### Assignment
Taking the line with "In this exercise you will mark each instance of the yellow" as the start, reproduce every line until the records end, exactly and with nothing added.

### Provided records
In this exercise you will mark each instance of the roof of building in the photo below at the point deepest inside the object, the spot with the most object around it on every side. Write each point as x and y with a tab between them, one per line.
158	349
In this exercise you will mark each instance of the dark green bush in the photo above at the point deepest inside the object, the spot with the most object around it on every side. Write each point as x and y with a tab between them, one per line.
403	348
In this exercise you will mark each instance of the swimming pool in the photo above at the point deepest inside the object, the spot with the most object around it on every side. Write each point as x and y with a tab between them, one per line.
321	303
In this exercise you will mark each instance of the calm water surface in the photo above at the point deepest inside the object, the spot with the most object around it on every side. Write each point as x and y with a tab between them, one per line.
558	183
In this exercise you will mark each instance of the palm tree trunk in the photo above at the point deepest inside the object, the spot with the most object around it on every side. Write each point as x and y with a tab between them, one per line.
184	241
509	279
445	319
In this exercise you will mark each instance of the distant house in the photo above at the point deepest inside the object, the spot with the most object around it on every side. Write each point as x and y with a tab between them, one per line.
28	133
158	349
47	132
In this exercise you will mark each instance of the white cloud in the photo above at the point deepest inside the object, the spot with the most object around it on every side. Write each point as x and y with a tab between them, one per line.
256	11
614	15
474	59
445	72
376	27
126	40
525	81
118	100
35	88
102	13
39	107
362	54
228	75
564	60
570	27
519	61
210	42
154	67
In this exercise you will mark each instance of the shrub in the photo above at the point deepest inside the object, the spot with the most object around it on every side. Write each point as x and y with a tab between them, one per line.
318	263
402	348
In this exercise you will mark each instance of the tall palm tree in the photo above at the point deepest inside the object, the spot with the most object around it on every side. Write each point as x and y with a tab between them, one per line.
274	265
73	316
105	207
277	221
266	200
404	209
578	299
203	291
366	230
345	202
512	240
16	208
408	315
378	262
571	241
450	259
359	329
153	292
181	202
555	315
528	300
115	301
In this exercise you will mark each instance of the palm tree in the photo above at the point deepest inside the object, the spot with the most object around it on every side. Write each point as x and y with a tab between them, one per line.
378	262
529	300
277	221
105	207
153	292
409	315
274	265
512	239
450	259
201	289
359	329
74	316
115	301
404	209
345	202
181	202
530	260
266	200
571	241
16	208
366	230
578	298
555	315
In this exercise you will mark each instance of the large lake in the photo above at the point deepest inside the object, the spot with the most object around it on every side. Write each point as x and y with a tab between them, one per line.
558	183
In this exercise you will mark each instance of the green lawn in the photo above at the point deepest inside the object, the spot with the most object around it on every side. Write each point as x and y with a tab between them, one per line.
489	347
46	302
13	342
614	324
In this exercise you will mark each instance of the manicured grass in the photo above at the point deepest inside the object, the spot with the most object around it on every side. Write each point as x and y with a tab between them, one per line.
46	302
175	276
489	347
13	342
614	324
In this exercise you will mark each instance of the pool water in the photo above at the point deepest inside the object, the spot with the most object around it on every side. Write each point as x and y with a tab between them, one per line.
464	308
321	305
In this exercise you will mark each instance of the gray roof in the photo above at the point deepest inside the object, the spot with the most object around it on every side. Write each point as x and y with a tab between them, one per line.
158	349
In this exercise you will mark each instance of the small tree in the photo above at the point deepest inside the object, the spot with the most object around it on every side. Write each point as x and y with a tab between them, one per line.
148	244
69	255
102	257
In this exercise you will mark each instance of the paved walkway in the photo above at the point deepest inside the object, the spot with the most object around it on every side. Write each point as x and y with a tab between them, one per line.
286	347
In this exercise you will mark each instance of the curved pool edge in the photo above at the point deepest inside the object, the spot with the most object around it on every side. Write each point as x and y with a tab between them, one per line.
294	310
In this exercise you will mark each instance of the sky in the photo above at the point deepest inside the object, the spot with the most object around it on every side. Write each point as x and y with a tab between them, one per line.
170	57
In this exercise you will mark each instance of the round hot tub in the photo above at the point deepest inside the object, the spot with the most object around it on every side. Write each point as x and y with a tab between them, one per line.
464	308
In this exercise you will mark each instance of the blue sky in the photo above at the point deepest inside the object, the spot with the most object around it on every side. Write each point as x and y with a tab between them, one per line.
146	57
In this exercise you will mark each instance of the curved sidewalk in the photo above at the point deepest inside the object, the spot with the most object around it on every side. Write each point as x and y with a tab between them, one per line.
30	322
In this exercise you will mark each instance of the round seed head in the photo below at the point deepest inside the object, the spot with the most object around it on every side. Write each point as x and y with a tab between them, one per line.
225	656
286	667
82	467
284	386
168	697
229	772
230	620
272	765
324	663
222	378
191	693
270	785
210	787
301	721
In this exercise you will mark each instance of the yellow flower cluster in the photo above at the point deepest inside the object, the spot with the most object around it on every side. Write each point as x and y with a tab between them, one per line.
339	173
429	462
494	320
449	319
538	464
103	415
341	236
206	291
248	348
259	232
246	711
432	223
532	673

### Response for this exercise
In this exercise you will mark each instance of the yellow flower cluster in the photo above at the point deepest inside the object, the spot with the most object around it on every side. Write each point as x and y with a tab between them, one per line.
339	173
429	462
494	320
449	319
538	464
103	415
341	236
206	291
248	348
259	232
246	711
432	223
532	673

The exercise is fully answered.